Location identification entries

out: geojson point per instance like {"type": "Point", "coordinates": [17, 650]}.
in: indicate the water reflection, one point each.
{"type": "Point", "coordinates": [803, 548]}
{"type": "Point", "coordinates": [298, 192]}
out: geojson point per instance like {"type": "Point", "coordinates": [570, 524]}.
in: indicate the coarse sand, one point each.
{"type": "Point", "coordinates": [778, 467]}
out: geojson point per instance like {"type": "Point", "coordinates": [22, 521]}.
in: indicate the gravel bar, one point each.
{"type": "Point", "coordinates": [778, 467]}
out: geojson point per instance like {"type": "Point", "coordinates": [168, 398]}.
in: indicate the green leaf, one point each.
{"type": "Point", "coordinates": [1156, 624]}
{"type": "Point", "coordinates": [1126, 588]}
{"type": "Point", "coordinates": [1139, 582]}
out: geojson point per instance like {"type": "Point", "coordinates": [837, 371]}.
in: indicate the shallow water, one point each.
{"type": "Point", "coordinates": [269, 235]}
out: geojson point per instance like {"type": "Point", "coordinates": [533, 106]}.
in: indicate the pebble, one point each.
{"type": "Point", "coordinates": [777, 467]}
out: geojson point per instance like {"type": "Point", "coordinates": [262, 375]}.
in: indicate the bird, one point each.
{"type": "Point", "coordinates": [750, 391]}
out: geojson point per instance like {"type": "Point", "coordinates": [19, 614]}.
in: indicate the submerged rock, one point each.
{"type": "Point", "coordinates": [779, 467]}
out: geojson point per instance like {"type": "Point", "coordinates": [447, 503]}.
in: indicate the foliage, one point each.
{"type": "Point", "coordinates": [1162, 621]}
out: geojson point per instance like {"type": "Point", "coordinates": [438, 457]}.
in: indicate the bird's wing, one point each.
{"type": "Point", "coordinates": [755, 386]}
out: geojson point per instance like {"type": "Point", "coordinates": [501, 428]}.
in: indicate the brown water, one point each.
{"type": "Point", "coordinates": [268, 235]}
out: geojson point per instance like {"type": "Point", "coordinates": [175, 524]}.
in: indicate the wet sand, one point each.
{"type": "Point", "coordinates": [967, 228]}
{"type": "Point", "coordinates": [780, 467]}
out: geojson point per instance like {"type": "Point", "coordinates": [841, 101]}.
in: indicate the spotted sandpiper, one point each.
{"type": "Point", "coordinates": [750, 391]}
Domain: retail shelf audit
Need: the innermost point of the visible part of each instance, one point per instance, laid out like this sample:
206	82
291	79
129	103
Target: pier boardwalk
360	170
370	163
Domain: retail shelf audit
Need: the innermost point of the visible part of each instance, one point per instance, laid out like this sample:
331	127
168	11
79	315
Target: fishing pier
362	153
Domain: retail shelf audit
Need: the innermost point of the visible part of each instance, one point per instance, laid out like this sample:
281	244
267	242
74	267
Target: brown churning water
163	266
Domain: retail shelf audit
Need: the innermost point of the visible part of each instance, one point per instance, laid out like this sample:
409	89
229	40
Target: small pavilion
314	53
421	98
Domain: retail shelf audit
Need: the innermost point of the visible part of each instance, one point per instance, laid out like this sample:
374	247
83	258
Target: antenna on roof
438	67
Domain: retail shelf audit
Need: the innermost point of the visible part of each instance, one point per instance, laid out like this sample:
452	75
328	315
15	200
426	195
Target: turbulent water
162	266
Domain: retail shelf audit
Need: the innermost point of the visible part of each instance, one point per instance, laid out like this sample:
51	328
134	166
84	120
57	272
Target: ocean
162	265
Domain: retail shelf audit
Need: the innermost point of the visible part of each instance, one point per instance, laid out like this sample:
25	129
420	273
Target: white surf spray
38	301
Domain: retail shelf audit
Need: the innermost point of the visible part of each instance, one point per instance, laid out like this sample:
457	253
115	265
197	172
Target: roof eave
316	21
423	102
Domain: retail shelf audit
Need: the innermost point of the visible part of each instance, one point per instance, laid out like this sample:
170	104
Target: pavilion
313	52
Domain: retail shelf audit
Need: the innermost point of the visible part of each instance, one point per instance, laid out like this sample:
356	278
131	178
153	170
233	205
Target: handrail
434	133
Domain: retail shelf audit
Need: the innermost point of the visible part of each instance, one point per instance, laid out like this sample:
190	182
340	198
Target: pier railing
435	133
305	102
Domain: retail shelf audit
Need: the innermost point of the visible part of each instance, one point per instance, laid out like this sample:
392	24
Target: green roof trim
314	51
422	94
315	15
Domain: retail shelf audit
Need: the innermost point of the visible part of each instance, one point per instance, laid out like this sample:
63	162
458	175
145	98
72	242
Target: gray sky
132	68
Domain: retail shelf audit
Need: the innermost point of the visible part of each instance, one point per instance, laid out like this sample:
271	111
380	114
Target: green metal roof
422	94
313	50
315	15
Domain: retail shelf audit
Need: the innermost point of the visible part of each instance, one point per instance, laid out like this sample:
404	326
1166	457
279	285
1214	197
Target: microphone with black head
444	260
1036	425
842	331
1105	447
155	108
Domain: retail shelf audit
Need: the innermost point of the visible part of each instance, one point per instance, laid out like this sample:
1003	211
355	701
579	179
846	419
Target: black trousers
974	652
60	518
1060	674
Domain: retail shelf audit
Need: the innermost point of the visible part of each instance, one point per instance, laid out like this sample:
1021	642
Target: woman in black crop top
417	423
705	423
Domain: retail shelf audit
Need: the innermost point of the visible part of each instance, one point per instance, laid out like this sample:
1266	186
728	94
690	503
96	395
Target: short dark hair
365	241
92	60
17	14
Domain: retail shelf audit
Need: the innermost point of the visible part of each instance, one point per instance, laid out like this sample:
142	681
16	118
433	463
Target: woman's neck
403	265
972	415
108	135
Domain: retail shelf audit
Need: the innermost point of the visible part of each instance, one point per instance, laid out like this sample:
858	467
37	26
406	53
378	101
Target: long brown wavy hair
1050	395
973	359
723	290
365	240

SET PROBLEM →
Extract the full listing and reproduce each line exactly.

OUTPUT OF THE EXERCISE →
out: geojson point per instance like {"type": "Point", "coordinates": [17, 650]}.
in: indicate the water reflection, one point each.
{"type": "Point", "coordinates": [803, 548]}
{"type": "Point", "coordinates": [298, 192]}
out: geojson point per instance like {"type": "Point", "coordinates": [570, 524]}.
in: indicate the coarse sand, one point each.
{"type": "Point", "coordinates": [778, 467]}
out: geojson point per instance like {"type": "Point", "coordinates": [22, 521]}.
in: indicate the gravel bar, one point each.
{"type": "Point", "coordinates": [778, 467]}
out: geojson point per instance like {"type": "Point", "coordinates": [168, 398]}.
in: indicate the green leaf, one point each.
{"type": "Point", "coordinates": [1156, 624]}
{"type": "Point", "coordinates": [1126, 588]}
{"type": "Point", "coordinates": [1139, 582]}
out: geojson point per instance like {"type": "Point", "coordinates": [837, 371]}.
in: indicate the shallow water, one point each.
{"type": "Point", "coordinates": [269, 235]}
out: geojson point per instance like {"type": "Point", "coordinates": [533, 106]}.
in: indicate the pebble, one point each.
{"type": "Point", "coordinates": [777, 467]}
out: geojson point per instance like {"type": "Point", "coordinates": [262, 375]}.
in: indicate the bird, one point each.
{"type": "Point", "coordinates": [750, 391]}
out: geojson point per instance like {"type": "Point", "coordinates": [19, 614]}.
in: indicate the submerged rock, one point each.
{"type": "Point", "coordinates": [779, 467]}
out: geojson point per instance like {"type": "Point", "coordinates": [447, 503]}.
in: indicate the foliage, one point each.
{"type": "Point", "coordinates": [1162, 621]}
out: geojson point per instance like {"type": "Point", "coordinates": [438, 457]}.
in: indicate the bird's wing, one point each.
{"type": "Point", "coordinates": [755, 386]}
out: geojson point per instance like {"type": "Point", "coordinates": [501, 428]}.
in: indicate the brown water, one point each.
{"type": "Point", "coordinates": [268, 235]}
out: geojson point per instance like {"type": "Point", "coordinates": [175, 524]}.
in: indicate the wet sand, one point each.
{"type": "Point", "coordinates": [967, 228]}
{"type": "Point", "coordinates": [780, 467]}
out: geojson point per instance like {"type": "Point", "coordinates": [841, 101]}.
in: indicate the spotted sandpiper, one point each.
{"type": "Point", "coordinates": [750, 391]}
Domain: retail shelf audit
Need: the innermost point of the visible part of each instance, one point per instance, laid out like this sample:
206	82
291	79
129	103
Target: pier boardwalk
360	170
370	163
Domain: retail shelf audit
Need: the innermost point of the visible part of each instance, one point per instance, laid out like this sample:
331	127
168	11
79	315
Target: fishing pier
362	153
Domain: retail shelf audit
Need: the innermost point of the visible part of each instance, one point per instance, laid out like this sample:
281	244
267	242
74	267
Target: brown churning water
163	266
Domain: retail shelf audit
Need: the innermost point of the visible part of each instance, one point per instance, laid out like this sample:
409	89
229	40
Target: small pavilion
314	53
421	98
Domain: retail shelf audit
Need: the innermost point of the visible part of each instance, one point per instance, laid out like this sample:
374	247
83	258
Target: antenna on roof
438	67
Domain: retail shelf audit
Need: the innermost point of the visible part of each instance, one point per instance, laid out like this sample:
452	75
328	315
15	200
426	195
Target: turbulent water
162	266
Domain: retail shelf audit
Need: the innermost point of the visible part of each instance, one point per instance, laid out like this sample:
51	328
134	166
84	120
57	272
Target: ocean
162	265
Domain: retail shelf audit
Need: the innermost point of the visible part of each instance, one point per instance, laid out like this sample:
25	129
420	273
Target: white surf spray
38	301
Domain: retail shelf audit
Need: the innermost point of the visible part of each instance, one point per instance, laid out like this sample:
457	253
115	265
197	172
Target: roof eave
316	21
423	102
Domain: retail shelf audit
Need: the innermost point of the visible part of each instance, one point per instance, laid out like this sample:
170	104
Target: pavilion
313	52
Domain: retail shelf audit
Need: the innermost point of the visible part of each instance, one point per instance, laid out like this sample:
356	278
131	178
153	170
233	205
Target: handrail
434	133
Domain: retail shelf audit
Need: the innermost point of the visible part of each instance, one point per instance, laid out like this sample:
190	182
340	198
Target: pier railing
435	133
305	102
Domain: retail shelf audit
Need: the innermost point of the visible part of each instance, one point per instance, laid out like this sample:
392	24
Target: green roof trim
314	51
422	94
315	15
Domain: retail shelf audit
Need: the innermost point of the visible part of each instance, one point per instance, laid out like this sample:
63	162
458	175
145	98
72	242
Target: gray sky
132	68
Domain: retail shelf audit
Need: the innermost point of the visible part of each instance, one point per instance, laid out like this sample:
271	111
380	114
Target: green metal roof
422	94
313	50
315	15
Domain: retail shelf audit
Need: the innermost point of the visible part of each instance, one point per instance, laid out like this sample:
404	326
1166	457
279	285
1214	197
Target: microphone with black head
444	260
1036	425
842	331
1105	447
155	108
Domain: retail shelf audit
Need: the innermost point of the visible part of each instance, one point per instance, laid out like this sample:
1003	211
355	701
579	179
846	419
Target: black trousers
974	652
60	518
1060	674
Domain: retail shelf audit
Need: the innermost point of the visible part of each instance, one point per instance, laid out like this sample:
1021	642
Target: woman in black crop top
417	423
705	423
Domain: retail shelf audit
Need: the innermost point of the visible part of each instance, one point per instance, laid out like this sample:
1266	186
728	94
690	503
96	395
Target: short dark hair
365	241
92	60
17	14
Domain: retail shelf audit
Need: the innermost point of the visible part of each instance, one point per instance, laid out like this sample:
142	681
16	118
433	463
Target: woman's neck
403	265
972	415
108	135
Domain: retail shelf audit
Need: the innermost point of the visible part of each instance, one point per instance, laid out like this sample:
858	467
37	26
406	53
378	101
Target: long brown wavy hair
1050	395
973	359
723	290
365	240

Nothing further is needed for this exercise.